↓

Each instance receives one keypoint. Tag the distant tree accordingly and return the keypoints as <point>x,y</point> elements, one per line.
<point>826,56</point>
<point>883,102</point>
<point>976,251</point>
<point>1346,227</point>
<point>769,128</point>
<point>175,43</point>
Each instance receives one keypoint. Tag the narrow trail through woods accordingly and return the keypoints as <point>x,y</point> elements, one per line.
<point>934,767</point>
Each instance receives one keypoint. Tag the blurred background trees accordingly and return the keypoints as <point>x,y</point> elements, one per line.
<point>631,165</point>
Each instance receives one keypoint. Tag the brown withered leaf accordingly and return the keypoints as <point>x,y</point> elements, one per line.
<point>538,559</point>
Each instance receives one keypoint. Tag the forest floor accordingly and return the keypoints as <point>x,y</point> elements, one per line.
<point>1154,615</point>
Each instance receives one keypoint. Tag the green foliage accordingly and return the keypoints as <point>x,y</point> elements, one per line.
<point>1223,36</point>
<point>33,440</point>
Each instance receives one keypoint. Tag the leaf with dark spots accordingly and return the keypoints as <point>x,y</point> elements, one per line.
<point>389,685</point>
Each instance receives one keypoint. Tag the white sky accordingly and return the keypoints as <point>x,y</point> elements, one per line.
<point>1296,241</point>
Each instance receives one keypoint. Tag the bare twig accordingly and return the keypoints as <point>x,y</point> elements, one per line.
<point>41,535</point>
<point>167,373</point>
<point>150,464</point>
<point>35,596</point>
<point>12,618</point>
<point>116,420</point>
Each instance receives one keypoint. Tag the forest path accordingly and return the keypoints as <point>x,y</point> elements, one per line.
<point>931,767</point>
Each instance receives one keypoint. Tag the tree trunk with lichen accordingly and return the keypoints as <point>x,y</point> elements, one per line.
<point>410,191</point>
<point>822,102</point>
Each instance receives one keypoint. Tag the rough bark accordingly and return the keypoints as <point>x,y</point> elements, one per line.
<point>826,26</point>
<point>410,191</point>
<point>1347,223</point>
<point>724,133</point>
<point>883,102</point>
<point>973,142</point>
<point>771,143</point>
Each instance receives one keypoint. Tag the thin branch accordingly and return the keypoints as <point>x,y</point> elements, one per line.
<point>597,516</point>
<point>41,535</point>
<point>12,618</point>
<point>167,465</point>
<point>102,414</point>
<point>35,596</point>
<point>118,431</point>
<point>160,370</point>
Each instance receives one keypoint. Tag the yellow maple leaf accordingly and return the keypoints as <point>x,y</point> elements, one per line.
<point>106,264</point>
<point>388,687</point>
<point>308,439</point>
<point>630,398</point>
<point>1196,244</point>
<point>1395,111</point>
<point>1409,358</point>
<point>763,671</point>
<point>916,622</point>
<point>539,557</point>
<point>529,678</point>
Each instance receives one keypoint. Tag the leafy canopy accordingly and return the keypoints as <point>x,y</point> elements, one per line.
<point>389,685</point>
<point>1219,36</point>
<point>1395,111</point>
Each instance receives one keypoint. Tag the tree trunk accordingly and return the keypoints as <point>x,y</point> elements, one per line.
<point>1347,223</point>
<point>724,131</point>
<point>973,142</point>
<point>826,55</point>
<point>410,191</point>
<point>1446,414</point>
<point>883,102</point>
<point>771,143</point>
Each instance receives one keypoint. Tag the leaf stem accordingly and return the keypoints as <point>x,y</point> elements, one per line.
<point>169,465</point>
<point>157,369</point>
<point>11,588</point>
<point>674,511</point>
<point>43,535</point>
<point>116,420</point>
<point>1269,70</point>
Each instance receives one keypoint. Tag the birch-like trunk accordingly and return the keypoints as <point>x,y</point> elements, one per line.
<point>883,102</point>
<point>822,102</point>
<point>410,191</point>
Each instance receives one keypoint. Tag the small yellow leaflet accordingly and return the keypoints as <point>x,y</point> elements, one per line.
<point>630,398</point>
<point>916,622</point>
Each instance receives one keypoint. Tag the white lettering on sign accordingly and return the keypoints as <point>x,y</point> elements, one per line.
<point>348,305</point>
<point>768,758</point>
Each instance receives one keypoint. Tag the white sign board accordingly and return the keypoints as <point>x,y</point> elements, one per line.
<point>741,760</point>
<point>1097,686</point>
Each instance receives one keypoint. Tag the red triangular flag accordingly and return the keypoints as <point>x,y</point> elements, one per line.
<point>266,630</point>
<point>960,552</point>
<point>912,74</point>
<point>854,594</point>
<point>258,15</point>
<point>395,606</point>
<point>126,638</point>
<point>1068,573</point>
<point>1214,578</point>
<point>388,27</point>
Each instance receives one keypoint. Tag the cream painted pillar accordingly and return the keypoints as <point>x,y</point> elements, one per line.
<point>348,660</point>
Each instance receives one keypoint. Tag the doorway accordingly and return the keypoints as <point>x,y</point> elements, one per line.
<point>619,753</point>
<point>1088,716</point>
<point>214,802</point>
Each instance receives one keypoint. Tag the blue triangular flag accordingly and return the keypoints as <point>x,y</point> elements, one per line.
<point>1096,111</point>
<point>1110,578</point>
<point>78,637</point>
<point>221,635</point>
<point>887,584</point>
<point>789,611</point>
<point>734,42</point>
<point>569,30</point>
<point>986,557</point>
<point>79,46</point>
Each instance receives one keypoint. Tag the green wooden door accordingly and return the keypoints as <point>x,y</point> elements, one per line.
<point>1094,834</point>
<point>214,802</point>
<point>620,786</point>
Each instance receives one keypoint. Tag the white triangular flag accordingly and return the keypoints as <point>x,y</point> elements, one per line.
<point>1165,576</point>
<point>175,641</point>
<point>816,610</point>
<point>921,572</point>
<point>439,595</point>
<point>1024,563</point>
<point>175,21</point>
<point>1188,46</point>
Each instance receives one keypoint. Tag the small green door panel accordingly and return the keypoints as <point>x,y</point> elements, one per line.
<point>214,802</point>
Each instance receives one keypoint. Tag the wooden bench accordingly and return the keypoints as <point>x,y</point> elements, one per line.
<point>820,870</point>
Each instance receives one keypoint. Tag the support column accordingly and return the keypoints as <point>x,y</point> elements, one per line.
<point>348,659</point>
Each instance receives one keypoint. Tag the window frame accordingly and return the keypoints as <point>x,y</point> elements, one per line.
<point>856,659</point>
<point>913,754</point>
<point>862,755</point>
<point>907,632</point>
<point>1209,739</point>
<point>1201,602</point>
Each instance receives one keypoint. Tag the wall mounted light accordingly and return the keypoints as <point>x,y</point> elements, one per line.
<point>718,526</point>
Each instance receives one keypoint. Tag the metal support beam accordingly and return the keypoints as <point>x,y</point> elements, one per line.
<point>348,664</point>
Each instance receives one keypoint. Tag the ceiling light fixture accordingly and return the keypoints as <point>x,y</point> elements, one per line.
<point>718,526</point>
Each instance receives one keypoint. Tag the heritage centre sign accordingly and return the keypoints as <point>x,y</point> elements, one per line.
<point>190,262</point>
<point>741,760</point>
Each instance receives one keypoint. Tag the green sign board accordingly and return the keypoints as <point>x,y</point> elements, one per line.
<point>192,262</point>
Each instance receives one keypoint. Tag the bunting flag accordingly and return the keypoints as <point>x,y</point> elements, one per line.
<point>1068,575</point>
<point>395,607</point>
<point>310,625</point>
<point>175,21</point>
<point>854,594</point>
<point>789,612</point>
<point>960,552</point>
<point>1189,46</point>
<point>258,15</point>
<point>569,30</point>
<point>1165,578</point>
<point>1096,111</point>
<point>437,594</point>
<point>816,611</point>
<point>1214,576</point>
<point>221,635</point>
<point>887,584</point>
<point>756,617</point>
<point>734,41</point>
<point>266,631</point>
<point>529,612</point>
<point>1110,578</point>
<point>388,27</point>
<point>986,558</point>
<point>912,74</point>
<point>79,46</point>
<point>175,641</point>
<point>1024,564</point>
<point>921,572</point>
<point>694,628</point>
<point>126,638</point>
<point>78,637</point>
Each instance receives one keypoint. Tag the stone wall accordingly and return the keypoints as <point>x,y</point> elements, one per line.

↑

■ SHORT PROBLEM
Quote the records verbatim from the line containing "Each instance receives one keypoint. Tag the leafy" through the line containing "<point>1097,686</point>", including both of those lines.

■ FULL ANSWER
Each instance receives one keypoint. Tag the leafy canopy accordingly and return the keypoints as <point>x,y</point> elements, one per line.
<point>389,685</point>
<point>1219,36</point>
<point>1395,111</point>
Each instance receives one keypoint. Tag the tree trunk accordingly and return the keypoints as <point>x,y</point> elements, one per line.
<point>1347,223</point>
<point>724,131</point>
<point>973,142</point>
<point>826,55</point>
<point>410,191</point>
<point>1446,414</point>
<point>883,102</point>
<point>771,143</point>
Each instance receives one keypoint. Tag the leaf stem accordingly and return the keypoints as <point>x,y</point> elements, one per line.
<point>169,465</point>
<point>157,369</point>
<point>11,588</point>
<point>674,511</point>
<point>43,535</point>
<point>116,420</point>
<point>1269,70</point>
Each instance receives one keypoint. Tag the birch-like trunk accordingly and return the keypoints as <point>x,y</point> elements, one per line.
<point>883,102</point>
<point>822,102</point>
<point>410,191</point>
Each instance receives one keypoint. Tag the small yellow leaflet accordingly and return the keypoints as <point>x,y</point> elements, one per line.
<point>630,398</point>
<point>916,622</point>
Each instance receives one keypoint. Tag the white lettering on sign accordingly and return the keypoints as <point>x,y</point> elements, one per line.
<point>348,305</point>
<point>768,758</point>
Each instance receives one keypoint. Tag the white sign board accordingly and return the keypoints as <point>x,y</point> elements, one per line.
<point>741,760</point>
<point>1097,686</point>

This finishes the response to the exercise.